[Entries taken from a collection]
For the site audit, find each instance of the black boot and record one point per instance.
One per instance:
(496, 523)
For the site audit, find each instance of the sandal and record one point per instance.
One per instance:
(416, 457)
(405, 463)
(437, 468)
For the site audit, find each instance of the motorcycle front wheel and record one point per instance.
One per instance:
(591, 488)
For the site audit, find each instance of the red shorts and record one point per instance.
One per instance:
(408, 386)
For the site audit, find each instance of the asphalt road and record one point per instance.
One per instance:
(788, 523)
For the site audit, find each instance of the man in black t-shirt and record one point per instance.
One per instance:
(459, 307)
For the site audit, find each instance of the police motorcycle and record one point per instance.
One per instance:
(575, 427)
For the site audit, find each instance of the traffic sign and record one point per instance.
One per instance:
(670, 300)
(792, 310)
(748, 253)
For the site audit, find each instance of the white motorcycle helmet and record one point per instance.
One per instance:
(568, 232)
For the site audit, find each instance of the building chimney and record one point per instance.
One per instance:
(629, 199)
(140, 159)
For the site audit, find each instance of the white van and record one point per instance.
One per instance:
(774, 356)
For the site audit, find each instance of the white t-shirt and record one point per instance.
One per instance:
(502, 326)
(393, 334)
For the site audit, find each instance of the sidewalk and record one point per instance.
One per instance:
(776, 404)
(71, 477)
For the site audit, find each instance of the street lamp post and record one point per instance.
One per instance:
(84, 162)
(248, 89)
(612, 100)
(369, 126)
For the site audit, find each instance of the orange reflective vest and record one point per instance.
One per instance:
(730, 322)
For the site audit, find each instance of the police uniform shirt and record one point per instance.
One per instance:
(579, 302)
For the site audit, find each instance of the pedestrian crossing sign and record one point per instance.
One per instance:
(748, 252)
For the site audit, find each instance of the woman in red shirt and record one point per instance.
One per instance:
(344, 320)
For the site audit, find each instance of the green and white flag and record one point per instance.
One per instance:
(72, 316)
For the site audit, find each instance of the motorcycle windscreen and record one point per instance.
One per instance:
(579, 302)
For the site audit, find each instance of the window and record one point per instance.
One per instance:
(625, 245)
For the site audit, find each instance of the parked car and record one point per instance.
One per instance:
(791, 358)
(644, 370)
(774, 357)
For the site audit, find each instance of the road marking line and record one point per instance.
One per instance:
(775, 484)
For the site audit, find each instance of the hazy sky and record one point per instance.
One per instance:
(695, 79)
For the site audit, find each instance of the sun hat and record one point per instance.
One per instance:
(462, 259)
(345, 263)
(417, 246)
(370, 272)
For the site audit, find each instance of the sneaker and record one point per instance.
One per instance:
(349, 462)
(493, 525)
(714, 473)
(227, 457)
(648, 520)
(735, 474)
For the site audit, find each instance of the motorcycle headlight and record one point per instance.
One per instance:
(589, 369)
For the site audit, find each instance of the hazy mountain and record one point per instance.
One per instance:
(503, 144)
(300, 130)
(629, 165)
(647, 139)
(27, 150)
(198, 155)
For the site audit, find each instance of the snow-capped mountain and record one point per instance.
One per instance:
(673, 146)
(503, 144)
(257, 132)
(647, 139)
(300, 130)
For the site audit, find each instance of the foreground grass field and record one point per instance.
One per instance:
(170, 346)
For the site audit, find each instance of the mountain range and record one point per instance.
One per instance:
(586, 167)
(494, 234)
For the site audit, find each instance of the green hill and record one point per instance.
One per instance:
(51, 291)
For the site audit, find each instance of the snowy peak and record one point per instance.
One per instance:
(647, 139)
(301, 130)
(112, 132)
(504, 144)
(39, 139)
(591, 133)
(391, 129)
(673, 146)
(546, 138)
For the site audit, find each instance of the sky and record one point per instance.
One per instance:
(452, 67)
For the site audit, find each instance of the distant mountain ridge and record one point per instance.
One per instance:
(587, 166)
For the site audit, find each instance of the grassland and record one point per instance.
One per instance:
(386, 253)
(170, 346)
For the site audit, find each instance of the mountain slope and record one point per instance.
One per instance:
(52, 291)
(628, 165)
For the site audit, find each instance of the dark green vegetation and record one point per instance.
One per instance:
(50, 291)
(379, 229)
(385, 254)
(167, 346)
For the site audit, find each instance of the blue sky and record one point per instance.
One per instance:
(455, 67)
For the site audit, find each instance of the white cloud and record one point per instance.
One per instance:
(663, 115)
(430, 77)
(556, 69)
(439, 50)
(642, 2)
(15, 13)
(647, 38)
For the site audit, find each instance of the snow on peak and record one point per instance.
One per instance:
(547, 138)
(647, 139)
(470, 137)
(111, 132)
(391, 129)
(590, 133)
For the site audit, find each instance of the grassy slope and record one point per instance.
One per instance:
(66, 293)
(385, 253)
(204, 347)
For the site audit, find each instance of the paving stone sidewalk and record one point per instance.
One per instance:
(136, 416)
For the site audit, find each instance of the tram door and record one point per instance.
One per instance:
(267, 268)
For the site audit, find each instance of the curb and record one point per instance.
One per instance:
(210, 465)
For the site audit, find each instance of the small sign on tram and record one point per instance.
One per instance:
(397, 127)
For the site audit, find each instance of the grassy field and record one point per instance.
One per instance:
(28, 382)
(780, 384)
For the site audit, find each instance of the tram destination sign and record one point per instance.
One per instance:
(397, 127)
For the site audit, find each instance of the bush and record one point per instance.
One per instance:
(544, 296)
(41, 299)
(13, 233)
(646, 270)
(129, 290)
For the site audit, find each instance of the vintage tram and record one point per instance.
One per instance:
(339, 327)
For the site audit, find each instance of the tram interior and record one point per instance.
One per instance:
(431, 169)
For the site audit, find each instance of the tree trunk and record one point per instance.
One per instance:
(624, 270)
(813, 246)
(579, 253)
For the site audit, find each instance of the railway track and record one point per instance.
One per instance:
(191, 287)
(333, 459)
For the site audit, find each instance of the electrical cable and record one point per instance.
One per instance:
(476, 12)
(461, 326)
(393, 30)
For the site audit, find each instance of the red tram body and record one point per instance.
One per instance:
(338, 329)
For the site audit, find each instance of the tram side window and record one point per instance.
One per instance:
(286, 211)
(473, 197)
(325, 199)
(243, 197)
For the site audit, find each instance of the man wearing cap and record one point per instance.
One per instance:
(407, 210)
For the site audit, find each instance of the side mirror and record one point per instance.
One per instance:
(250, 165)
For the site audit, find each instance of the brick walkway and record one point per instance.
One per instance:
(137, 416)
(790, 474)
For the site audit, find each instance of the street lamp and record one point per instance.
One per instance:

WHAT YOU NEED TO DO — For the word "hazy", show every line of the entries that holds it.

RESULT FOR THIS EXERCISE —
For the site audit, find each instance of the hazy sky and record one point per instance.
For the site audit, find each instance of the hazy mountain and record one point per instance.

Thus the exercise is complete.